◆ **INSTRUCTIONS TO FOLLOW**
For the data below, work out how many lines contain the word "rough" and supply only that number.

◆ **DATASET ENTRIES**

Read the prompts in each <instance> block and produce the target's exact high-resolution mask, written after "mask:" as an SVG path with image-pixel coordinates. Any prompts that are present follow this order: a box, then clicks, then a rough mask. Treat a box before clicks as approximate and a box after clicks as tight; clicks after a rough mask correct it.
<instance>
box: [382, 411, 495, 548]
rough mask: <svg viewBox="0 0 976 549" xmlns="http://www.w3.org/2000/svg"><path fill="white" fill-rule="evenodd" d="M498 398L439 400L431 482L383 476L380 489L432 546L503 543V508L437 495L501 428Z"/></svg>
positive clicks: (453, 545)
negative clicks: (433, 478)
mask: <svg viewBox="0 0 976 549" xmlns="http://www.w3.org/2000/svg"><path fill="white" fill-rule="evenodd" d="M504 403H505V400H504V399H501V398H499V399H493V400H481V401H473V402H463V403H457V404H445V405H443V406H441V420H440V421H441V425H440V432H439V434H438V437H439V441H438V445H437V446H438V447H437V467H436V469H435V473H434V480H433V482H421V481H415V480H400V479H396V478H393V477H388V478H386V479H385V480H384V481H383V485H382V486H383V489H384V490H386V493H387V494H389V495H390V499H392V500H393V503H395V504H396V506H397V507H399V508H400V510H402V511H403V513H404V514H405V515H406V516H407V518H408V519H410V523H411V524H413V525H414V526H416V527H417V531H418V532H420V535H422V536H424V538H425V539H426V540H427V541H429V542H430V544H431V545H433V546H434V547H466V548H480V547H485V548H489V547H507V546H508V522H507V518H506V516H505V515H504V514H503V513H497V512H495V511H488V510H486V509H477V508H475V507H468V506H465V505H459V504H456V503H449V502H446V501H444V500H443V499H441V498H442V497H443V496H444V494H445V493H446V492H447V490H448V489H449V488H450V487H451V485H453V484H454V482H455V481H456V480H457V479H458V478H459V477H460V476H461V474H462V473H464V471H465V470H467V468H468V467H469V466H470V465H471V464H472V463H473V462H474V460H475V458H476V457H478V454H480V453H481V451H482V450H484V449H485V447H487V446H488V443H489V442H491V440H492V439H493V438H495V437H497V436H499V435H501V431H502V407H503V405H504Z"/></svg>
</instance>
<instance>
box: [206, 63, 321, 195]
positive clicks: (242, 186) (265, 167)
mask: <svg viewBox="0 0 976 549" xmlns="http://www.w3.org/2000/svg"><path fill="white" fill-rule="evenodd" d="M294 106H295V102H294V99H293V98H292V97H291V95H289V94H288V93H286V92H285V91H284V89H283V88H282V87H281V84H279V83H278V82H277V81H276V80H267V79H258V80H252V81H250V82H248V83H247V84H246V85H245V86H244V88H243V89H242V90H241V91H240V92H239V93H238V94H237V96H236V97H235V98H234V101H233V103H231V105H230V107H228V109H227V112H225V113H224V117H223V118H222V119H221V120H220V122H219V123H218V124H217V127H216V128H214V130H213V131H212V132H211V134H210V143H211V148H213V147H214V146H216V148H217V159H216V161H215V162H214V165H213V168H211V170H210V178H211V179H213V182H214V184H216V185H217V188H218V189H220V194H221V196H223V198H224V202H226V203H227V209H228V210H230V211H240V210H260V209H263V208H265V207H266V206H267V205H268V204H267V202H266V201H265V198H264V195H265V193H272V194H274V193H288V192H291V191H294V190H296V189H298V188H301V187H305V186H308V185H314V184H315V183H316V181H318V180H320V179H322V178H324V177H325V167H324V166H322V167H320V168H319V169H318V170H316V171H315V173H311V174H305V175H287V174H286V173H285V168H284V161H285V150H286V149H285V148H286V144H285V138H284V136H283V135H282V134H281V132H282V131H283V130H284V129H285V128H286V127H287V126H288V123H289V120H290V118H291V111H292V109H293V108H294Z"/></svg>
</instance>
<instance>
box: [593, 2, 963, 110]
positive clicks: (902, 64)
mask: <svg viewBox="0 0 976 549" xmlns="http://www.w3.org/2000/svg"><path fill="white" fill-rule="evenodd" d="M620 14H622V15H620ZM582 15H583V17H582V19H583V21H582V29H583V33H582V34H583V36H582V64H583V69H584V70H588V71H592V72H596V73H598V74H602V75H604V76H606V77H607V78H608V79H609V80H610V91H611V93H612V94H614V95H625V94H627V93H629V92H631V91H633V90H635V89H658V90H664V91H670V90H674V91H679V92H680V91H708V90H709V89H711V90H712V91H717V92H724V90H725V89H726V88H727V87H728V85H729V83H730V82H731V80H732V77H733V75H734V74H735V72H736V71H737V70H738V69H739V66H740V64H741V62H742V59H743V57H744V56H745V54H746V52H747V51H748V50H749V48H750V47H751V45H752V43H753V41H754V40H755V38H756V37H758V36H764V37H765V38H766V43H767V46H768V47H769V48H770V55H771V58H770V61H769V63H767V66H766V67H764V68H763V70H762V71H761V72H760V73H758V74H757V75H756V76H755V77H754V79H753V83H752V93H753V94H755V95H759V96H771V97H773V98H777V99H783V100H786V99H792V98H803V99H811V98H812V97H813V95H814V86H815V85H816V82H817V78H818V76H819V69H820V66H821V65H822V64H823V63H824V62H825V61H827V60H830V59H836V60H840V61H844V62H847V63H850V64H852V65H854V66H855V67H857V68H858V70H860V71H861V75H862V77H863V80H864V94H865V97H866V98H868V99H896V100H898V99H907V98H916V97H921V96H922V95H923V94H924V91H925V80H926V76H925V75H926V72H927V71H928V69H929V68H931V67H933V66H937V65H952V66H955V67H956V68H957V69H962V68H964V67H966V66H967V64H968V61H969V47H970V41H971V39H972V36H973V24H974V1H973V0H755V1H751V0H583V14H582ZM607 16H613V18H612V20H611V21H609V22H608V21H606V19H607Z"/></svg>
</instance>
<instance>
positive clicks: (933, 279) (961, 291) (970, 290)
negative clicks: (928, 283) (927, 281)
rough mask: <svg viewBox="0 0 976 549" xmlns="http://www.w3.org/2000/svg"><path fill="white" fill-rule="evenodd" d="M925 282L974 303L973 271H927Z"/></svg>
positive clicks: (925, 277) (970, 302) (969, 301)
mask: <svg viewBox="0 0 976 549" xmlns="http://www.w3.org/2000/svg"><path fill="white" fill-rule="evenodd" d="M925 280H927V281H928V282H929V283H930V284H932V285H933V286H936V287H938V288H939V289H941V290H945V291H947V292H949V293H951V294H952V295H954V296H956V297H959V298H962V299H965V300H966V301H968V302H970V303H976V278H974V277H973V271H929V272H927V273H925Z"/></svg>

◆ **ANSWER BOX**
3